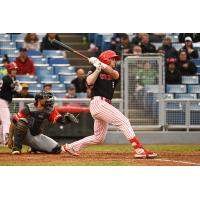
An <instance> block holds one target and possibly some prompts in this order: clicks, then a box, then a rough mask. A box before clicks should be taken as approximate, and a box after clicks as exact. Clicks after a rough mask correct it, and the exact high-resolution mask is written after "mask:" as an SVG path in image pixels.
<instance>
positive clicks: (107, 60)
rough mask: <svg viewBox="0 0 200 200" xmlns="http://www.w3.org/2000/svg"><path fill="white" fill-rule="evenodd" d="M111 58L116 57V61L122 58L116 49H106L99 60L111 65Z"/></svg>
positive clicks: (115, 59) (100, 56) (108, 64)
mask: <svg viewBox="0 0 200 200" xmlns="http://www.w3.org/2000/svg"><path fill="white" fill-rule="evenodd" d="M111 58H115V60H116V61H117V60H120V56H118V55H117V54H116V53H115V52H114V51H111V50H107V51H104V52H102V53H101V54H100V56H99V60H100V61H101V62H102V63H105V64H107V65H110V63H111V61H110V59H111Z"/></svg>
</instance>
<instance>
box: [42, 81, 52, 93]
mask: <svg viewBox="0 0 200 200" xmlns="http://www.w3.org/2000/svg"><path fill="white" fill-rule="evenodd" d="M43 90H44V91H47V92H48V91H51V90H52V84H51V83H46V84H44V85H43Z"/></svg>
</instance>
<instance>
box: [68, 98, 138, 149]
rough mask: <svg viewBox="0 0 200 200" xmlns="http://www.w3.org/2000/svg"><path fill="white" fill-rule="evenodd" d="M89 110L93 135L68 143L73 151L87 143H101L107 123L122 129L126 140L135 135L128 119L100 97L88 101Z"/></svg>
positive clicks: (79, 148)
mask: <svg viewBox="0 0 200 200" xmlns="http://www.w3.org/2000/svg"><path fill="white" fill-rule="evenodd" d="M90 112H91V115H92V117H93V118H94V135H92V136H88V137H85V138H83V139H81V140H78V141H76V142H74V143H71V144H69V147H70V148H72V149H73V150H74V151H76V152H78V151H80V150H81V149H82V148H83V147H86V146H88V145H92V144H100V143H103V142H104V139H105V137H106V133H107V128H108V124H109V123H111V124H113V125H115V126H117V127H118V128H119V129H120V130H122V131H123V133H124V135H125V136H126V138H127V139H128V140H131V139H133V138H134V137H135V133H134V131H133V129H132V127H131V124H130V122H129V120H128V119H127V118H126V117H125V116H124V115H123V114H122V113H121V112H120V111H119V110H118V109H116V108H115V107H114V106H112V105H111V104H109V103H107V102H106V101H104V100H102V99H101V97H94V99H93V100H92V101H91V102H90Z"/></svg>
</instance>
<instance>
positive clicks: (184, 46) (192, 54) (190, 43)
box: [182, 36, 199, 59]
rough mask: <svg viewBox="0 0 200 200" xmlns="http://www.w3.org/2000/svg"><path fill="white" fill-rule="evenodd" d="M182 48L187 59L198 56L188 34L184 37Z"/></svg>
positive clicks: (197, 56) (198, 54) (196, 57)
mask: <svg viewBox="0 0 200 200" xmlns="http://www.w3.org/2000/svg"><path fill="white" fill-rule="evenodd" d="M182 49H185V50H186V52H187V57H188V59H195V58H198V57H199V54H198V51H197V49H195V48H194V47H193V44H192V38H191V37H189V36H188V37H186V38H185V46H184V47H183V48H182Z"/></svg>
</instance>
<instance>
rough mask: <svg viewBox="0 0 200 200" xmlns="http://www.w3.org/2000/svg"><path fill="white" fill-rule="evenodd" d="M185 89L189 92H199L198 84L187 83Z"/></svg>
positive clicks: (190, 92)
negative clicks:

▶ **Your objective**: Write out exactly the lines from the line containing "48L187 59L198 56L188" to the end of the listing above, both included, and nothing else.

▶ **Response**:
rough mask: <svg viewBox="0 0 200 200" xmlns="http://www.w3.org/2000/svg"><path fill="white" fill-rule="evenodd" d="M182 48L187 59L198 56L188 34L184 37Z"/></svg>
positive clicks: (197, 56) (198, 54) (196, 57)
mask: <svg viewBox="0 0 200 200" xmlns="http://www.w3.org/2000/svg"><path fill="white" fill-rule="evenodd" d="M182 49H185V50H186V52H187V57H188V59H195V58H198V57H199V54H198V51H197V49H195V48H194V47H193V44H192V38H191V37H189V36H188V37H186V38H185V46H184V47H183V48H182Z"/></svg>
</instance>
<instance>
rough mask: <svg viewBox="0 0 200 200" xmlns="http://www.w3.org/2000/svg"><path fill="white" fill-rule="evenodd" d="M185 89L189 92H199L198 84L187 83Z"/></svg>
positive clicks: (190, 92)
negative clicks:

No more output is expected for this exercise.